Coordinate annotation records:
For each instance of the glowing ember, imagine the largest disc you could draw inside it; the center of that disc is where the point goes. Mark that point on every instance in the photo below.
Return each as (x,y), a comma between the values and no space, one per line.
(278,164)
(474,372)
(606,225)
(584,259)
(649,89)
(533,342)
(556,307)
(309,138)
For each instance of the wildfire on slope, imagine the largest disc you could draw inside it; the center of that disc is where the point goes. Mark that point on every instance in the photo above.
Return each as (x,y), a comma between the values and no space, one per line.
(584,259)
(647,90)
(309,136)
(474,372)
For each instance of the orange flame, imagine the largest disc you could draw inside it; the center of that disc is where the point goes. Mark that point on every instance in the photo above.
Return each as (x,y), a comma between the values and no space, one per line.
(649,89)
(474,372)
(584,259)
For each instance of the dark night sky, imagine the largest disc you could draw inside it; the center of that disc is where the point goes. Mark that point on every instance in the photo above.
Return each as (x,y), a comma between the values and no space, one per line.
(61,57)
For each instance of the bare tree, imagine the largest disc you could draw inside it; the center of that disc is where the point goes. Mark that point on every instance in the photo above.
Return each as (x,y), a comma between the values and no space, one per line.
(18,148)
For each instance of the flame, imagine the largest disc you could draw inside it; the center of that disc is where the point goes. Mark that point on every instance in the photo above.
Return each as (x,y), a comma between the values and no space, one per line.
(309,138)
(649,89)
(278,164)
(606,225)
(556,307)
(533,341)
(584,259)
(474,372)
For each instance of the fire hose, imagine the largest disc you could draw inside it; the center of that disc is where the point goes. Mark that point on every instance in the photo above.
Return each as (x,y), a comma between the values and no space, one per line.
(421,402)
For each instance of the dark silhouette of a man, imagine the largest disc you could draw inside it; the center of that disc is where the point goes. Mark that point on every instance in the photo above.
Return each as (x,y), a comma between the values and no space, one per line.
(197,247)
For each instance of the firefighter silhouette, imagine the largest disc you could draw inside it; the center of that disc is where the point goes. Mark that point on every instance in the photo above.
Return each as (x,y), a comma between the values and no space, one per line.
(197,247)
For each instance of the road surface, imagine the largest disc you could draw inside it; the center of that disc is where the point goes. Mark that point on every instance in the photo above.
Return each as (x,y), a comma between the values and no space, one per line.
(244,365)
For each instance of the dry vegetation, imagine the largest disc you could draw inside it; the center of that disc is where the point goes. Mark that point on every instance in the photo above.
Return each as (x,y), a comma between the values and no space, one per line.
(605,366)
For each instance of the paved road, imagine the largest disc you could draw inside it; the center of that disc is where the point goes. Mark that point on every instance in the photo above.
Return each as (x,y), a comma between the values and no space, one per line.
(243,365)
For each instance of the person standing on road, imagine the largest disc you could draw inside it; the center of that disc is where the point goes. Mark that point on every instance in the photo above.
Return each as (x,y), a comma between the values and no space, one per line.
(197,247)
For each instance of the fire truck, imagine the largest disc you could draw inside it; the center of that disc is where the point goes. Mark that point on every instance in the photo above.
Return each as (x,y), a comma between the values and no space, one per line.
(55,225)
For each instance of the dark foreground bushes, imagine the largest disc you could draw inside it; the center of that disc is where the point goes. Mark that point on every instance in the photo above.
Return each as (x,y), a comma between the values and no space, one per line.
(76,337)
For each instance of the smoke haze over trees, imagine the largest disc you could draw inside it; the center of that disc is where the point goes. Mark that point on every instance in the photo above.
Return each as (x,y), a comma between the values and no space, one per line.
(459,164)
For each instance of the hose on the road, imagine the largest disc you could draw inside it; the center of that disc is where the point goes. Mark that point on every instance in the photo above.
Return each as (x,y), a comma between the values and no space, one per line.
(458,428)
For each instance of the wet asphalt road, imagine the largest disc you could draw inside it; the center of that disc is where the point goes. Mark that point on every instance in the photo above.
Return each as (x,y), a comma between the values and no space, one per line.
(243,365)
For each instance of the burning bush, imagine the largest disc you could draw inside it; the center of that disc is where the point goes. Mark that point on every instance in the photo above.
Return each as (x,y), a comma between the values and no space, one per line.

> [YOUR TASK] Write every entry out again exactly.

> [IN RESPONSE]
For each instance of the glowing ember, imagine the largest disc you could draw inside it; the center of that disc is where the point goes. Mark that point on every instance in the photo below.
Return each as (x,y), a comma between the values and no space, one per line.
(278,164)
(474,372)
(606,225)
(584,259)
(649,89)
(533,342)
(556,307)
(309,138)
For each instance of the wildfire on slope, imagine the largest disc you could draw inside it; the center of that disc is where the point goes. Mark that point on every instance in the photo above.
Return each as (x,y), a comma between the values and no space, one per line.
(584,259)
(647,90)
(309,136)
(474,372)
For each instance of the orange flame, imagine the largest disc you could draw inside it; the center of that disc is where the point goes. Mark that point on every instance in the photo above.
Return each as (x,y), a comma between the values and no space, one per line.
(649,89)
(474,372)
(584,259)
For each instance of the dark night sky, imagine the largest disc you could draw inside it; the center of that disc is where the point goes. Mark that point on every instance in the photo above.
Return each as (x,y), a comma between the values and no space, one per line.
(61,57)
For each instance of the bare tree, imagine the largest disc you could draw inside it; the center of that disc is where the point goes. Mark that point on every instance in the photo above.
Return each as (x,y), a comma between the values and no space, one per line.
(18,148)
For each instance of the flame, imagine the largest disc you could draw inside it; the center of that disc is where the point goes. Mark that point on every instance in the photo above.
Return each as (x,y), a comma between the values and no space, one per line.
(309,138)
(649,89)
(278,164)
(606,225)
(556,307)
(533,341)
(584,259)
(474,372)
For each instance of the fire hose, imagine the largest disc you could draw inside it; the center of that disc is where the point goes. Mark that point on every instance in the photo above.
Return each as (x,y), a comma between the values and no space, one per line.
(421,402)
For each instance of the dark silhouette of a man, imagine the largest disc you could draw inside it; the center of that disc is where the point goes. Mark that point on every instance in the photo above.
Return each as (x,y), a comma between the values and no space, one per line.
(197,247)
For each instance of the firefighter silhouette, imagine the largest disc you could draw inside it; the center of that disc is where the point goes. Mark that point on every instance in the photo above.
Return each as (x,y), a comma between the values and no space, one per line.
(197,247)
For each instance of the road surface, imagine the largest disc you could draw inside it; the center of that disc is where the point goes. Mark that point on every instance in the photo above.
Return each as (x,y), a comma between the values and no space, one per line.
(244,365)
For each instance of the dry vegetation, imagine the largest disc you could draw inside it; the center of that disc is where the point goes. Mark that point on every instance in the photo above.
Return each as (x,y), a comma between the values and no space, one per line.
(605,366)
For each instance of the paved road, imagine the largest disc you could draw inside it; the center of that disc is where the point goes. Mark that point on every instance in the photo above.
Return each as (x,y), a comma between the values and no space, one per line.
(243,365)
For each instance of the person standing on road, imagine the largest disc you could draw inside it; the center of that disc is where the point goes. Mark that point on every instance in the photo above.
Return each as (x,y), a comma between the values and no space, one per line.
(197,247)
For each instance of the fire truck, imagine the largest disc you could draw inside it; the center of that disc is where the point goes. Mark that point on every instance in the photo above.
Return each as (x,y), a comma between the values and no space, one per line.
(55,225)
For each instance of the dark foreground bushes, imagine the largest disc you could draw inside it; the center of that disc is where the point goes. Mark that point on every instance in the photo above.
Return each as (x,y), a comma between the values and no space, one per line.
(76,337)
For each instance of the smoke haze over trees, imagine the largest disc you could draw inside it; the center of that disc is where the point goes. Mark that point on every instance in the photo above.
Return each as (x,y), a comma between the values and no space, one per line.
(459,164)
For each instance of the hose on the road, imagine the largest disc you could draw inside it; the center of that disc is where the point goes. Mark that point on every instance in the photo above.
Return each as (x,y), a comma between the values and no space, one per line.
(458,428)
For each instance of the wet asphalt road, imagine the largest disc you could draw inside it; the center of that disc is where the point goes. Mark that point on every instance in the photo above.
Return each as (x,y), a comma between the values and no space, one per line.
(243,365)
For each instance of the burning bush, imagine the largest disc you could draw inside it; the center of that disc is where the point goes. Mark that point on every instance in the photo above.
Return each as (x,y), a comma between the values and no space, one per line.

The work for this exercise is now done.